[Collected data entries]

════

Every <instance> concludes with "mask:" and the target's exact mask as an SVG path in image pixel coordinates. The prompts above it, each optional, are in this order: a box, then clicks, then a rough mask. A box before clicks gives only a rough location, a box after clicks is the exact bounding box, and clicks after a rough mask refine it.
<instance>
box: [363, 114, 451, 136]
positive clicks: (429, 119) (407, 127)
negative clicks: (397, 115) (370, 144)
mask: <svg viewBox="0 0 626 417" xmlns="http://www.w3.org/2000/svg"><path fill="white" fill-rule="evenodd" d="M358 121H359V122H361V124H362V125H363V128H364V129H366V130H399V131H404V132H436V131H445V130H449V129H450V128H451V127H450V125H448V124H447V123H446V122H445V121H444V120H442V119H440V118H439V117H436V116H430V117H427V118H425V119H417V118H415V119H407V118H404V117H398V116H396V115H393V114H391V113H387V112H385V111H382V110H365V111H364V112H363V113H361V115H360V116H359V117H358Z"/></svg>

════

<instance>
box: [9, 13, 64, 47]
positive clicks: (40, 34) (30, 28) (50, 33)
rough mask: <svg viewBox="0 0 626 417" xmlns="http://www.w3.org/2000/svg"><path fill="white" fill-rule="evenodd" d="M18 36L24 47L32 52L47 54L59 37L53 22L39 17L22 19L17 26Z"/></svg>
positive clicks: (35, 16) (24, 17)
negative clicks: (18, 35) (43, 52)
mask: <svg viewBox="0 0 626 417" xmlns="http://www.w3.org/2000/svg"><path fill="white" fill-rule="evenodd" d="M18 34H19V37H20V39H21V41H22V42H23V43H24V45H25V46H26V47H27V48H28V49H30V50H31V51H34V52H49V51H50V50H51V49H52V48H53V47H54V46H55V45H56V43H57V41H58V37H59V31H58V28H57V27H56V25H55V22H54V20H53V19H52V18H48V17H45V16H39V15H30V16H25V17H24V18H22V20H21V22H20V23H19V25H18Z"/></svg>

════

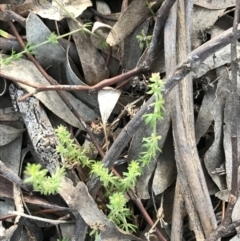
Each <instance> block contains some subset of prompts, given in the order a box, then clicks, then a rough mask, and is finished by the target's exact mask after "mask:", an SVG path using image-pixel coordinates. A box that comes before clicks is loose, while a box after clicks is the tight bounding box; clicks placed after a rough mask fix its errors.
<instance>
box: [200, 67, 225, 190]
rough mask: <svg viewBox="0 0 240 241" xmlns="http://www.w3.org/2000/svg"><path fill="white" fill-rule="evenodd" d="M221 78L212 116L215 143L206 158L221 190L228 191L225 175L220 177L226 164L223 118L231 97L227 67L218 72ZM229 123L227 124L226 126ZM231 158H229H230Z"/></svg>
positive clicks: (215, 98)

════

**Work order:**
Write out exactly the lines above from the line with "positive clicks: (40, 34) (30, 28) (50, 33)" through the line with "positive clicks: (35, 16) (24, 17)", both of them included, and leave out all other lines.

**Your response:**
positive clicks: (40, 34) (30, 28) (50, 33)
rough mask: <svg viewBox="0 0 626 417" xmlns="http://www.w3.org/2000/svg"><path fill="white" fill-rule="evenodd" d="M18 36L24 47L32 52L47 54L59 37L53 22L39 17L22 19L17 26Z"/></svg>
positive clicks: (35, 16) (24, 17)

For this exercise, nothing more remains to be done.